[Data entries]
========
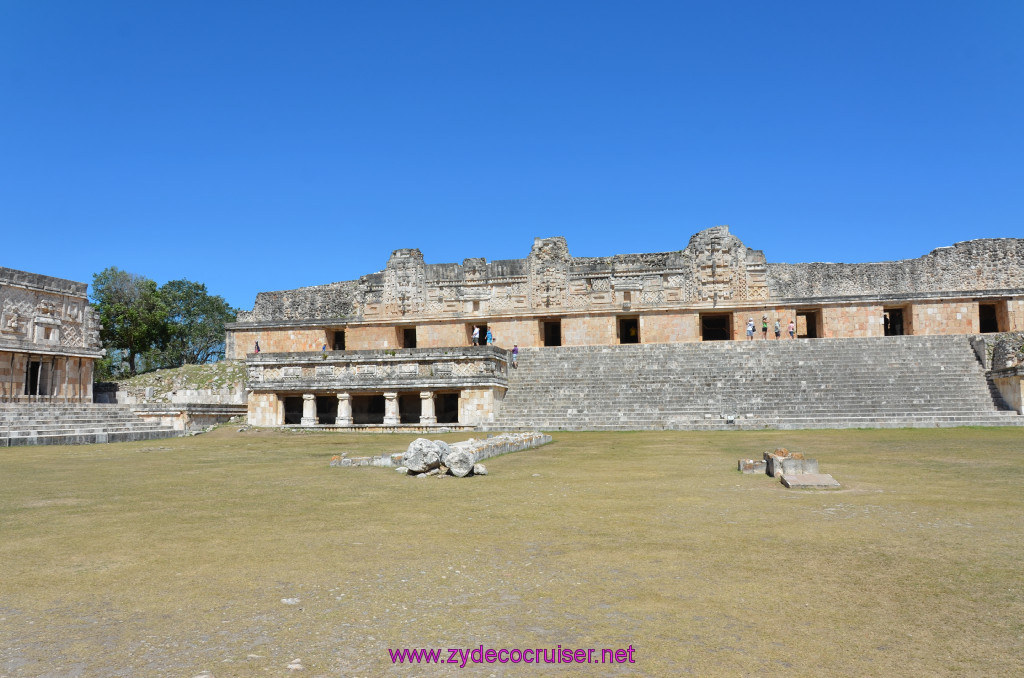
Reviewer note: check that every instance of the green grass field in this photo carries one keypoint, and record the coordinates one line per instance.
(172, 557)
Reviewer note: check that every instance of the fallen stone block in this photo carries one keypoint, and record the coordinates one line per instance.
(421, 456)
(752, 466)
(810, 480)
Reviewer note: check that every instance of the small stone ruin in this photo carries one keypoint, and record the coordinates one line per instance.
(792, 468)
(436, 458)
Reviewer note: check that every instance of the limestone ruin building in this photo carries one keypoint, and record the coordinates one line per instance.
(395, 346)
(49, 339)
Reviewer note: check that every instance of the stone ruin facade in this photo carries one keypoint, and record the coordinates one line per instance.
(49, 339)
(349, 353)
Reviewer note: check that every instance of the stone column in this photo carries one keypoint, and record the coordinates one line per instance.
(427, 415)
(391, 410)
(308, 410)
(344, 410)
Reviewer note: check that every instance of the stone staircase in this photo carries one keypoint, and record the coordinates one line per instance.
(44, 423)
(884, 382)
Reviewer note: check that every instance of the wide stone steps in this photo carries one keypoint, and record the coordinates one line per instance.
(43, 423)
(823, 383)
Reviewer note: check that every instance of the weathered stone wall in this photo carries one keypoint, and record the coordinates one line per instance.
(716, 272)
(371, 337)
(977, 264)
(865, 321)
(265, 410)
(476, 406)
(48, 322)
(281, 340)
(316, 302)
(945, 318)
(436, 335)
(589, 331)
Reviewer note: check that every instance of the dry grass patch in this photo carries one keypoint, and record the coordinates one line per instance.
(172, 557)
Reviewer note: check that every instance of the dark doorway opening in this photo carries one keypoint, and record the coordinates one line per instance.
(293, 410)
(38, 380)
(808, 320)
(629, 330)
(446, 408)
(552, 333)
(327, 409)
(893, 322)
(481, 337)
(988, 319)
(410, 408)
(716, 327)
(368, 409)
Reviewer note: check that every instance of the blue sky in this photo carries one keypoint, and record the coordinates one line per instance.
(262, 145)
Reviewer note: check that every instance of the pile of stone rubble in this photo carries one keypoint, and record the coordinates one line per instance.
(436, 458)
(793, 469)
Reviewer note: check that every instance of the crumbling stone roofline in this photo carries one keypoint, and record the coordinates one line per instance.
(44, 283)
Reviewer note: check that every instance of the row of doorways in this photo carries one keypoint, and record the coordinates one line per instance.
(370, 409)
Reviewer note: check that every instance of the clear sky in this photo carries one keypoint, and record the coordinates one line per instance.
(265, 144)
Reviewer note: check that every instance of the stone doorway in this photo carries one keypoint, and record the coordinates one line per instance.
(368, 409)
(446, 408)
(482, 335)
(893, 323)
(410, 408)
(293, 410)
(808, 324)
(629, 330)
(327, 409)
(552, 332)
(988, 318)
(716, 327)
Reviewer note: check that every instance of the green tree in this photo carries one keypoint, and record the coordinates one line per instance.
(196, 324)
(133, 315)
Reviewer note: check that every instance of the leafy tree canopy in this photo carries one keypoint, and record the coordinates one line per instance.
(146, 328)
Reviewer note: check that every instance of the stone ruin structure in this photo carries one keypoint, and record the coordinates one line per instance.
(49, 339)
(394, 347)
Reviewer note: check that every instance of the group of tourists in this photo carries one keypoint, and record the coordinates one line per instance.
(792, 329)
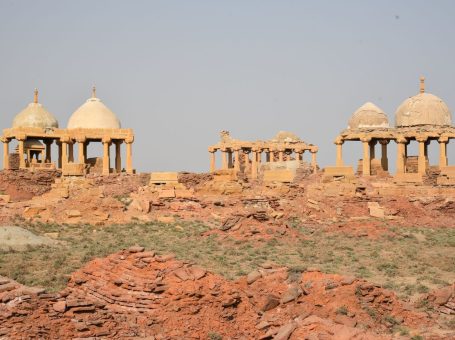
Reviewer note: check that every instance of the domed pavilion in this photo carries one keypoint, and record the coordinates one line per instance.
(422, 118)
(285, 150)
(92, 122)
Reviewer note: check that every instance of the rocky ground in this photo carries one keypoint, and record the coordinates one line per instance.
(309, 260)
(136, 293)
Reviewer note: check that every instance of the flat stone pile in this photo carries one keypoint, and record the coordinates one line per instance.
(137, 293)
========
Copy the stretch from the line containing "Reviewer note: check that every instance of the domed" through the end of the entries, leaving the note lines unchanged and shifting every x and y value in the coordinates up by 128.

FULL ANSWER:
Reviewer note: check that every instance of the domed pavilion in this photo carries one keypoint, and record the coordinates one line per instance.
(550, 246)
(413, 278)
(220, 250)
Reviewer note: check that every instance of the rocky ground in this photo carries one keypoint, and record the coordinates one line per instance.
(437, 388)
(264, 421)
Reviewer note: check that every instance of the flat stone pile in this photo carries one keypoint, and record the coordinates one line per instance.
(265, 421)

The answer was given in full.